Excerpts of pointing data

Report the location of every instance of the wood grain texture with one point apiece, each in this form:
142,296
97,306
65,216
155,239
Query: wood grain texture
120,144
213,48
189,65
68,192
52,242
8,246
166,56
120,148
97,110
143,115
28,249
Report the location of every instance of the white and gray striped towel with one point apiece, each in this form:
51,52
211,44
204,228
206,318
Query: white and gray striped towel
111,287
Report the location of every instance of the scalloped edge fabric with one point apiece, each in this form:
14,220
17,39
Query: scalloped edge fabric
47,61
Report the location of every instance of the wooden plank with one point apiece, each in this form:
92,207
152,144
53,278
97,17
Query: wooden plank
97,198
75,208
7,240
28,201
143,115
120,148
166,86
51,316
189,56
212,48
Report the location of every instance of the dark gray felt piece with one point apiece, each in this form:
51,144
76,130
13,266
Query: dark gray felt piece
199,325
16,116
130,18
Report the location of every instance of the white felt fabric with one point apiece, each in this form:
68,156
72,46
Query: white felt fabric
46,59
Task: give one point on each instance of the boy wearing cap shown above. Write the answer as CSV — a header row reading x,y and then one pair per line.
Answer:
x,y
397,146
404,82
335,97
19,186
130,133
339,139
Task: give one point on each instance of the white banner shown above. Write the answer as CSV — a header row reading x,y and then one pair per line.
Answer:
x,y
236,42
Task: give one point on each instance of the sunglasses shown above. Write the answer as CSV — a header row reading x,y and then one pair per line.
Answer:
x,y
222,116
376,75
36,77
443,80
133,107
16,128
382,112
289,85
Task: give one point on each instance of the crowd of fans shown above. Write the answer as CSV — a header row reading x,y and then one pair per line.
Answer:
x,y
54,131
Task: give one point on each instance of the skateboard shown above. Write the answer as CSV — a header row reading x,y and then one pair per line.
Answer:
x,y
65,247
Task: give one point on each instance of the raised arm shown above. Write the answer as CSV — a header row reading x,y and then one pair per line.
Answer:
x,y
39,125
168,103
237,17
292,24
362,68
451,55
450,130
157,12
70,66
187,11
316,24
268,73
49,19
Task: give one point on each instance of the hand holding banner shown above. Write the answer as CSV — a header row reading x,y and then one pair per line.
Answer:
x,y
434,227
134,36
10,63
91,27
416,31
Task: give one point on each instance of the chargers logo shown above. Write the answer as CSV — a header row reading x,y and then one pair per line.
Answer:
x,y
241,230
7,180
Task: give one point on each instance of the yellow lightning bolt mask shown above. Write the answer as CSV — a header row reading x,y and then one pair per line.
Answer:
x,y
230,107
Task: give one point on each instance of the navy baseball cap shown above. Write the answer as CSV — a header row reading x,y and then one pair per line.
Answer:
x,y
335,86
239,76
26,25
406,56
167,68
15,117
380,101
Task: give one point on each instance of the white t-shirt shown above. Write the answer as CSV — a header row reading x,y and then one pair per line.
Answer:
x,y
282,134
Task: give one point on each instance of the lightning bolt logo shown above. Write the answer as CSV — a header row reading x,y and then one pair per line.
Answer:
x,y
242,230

◆ STATED GOAL:
Give the listing above again, word for word.

◆ EXPECTED OUTPUT:
Report the location of every instance of the wood grain texture with one point apiece, each in this form:
142,296
97,306
65,216
155,239
Query: wood grain texture
120,144
213,48
189,65
68,192
52,242
8,246
166,56
120,148
97,110
143,115
28,249
Report the location of every instance of the white and gray striped towel with one point apiece, each in this form:
51,52
211,44
204,228
206,318
Query: white and gray striped towel
111,287
Report the location of every instance of the scalloped edge fabric with one point apiece, each in this form:
14,220
17,39
Query: scalloped edge fabric
47,61
Report the location of every instance of the wooden plank with one point apiece, each in this form:
92,207
152,144
53,278
97,17
Query: wooden plank
97,198
75,208
7,240
28,201
143,115
120,148
166,86
51,316
189,56
212,48
Report the location of every instance of the dark gray felt piece with one point apiece, each in this form:
51,144
76,130
13,266
Query: dark gray felt piece
199,325
16,116
130,18
Report the location of every instance of the white felt fabric with one point apiece, each in this form:
68,156
72,46
Query: white felt fabric
46,59
Task: give one point on each instance of the boy wearing cap shown above. Write the answer as CSV — a header row reading x,y and then one pair per line.
Answer:
x,y
397,146
404,82
335,97
19,186
130,133
339,139
Task: give one point on each instance of the white banner shown above. Write the answer as CSV — a header row reading x,y and then one pair per line.
Answer:
x,y
236,42
Task: give one point on each instance of the sunglasses shown above. Write the answer as CSV — a header row reading x,y and then one pair per line.
Answer:
x,y
222,116
376,75
36,77
443,80
133,107
16,128
382,112
289,85
Task: give one point on each instance of the crowd of fans shown above. Write the answer as CSV — a header row reading x,y and then one pair per line.
Answer:
x,y
54,131
Task: give one point on each instance of the skateboard shown above. Write the answer as CSV — a header row reading x,y and then one pair per line.
Answer:
x,y
65,247
Task: give one point on each instance of the raised arm shown above. Write the answer as CSV — a header row reading x,y and then one pair per line.
Answer:
x,y
39,125
168,103
237,17
292,24
362,68
451,55
450,130
157,12
70,66
187,11
316,24
268,73
49,19
Task: give one point on each instance of the hand holding banner shown above. Write the answer as CSV — a header row reading x,y and then one pair per line.
Answer:
x,y
434,227
134,36
10,63
91,27
416,31
Task: give one point on each instance of the chargers logo shown above. Write the answer as CSV — a header row reading x,y and then one pair per line.
Answer:
x,y
241,230
7,180
Task: give one point on each instance of the yellow lightning bolt mask shown above. Write the answer as CSV — a header row reading x,y and then one pair per line.
Answer:
x,y
230,107
Task: give one point on each instance of the navy baseball cap shown above. Write the answer as CSV — a header row reading x,y and then one pair per line.
Answer:
x,y
335,86
239,76
26,25
406,56
167,68
15,117
380,101
Task: give one point on each instance of the white t-shirt shown above. Write the answer as CSV — a header row reading x,y and then one pair per line.
Answer:
x,y
282,134
Task: give one point on each instance of the lightning bolt logo shown above. Write the answer as CSV — a header row reading x,y and then one pair per line.
Answer:
x,y
242,230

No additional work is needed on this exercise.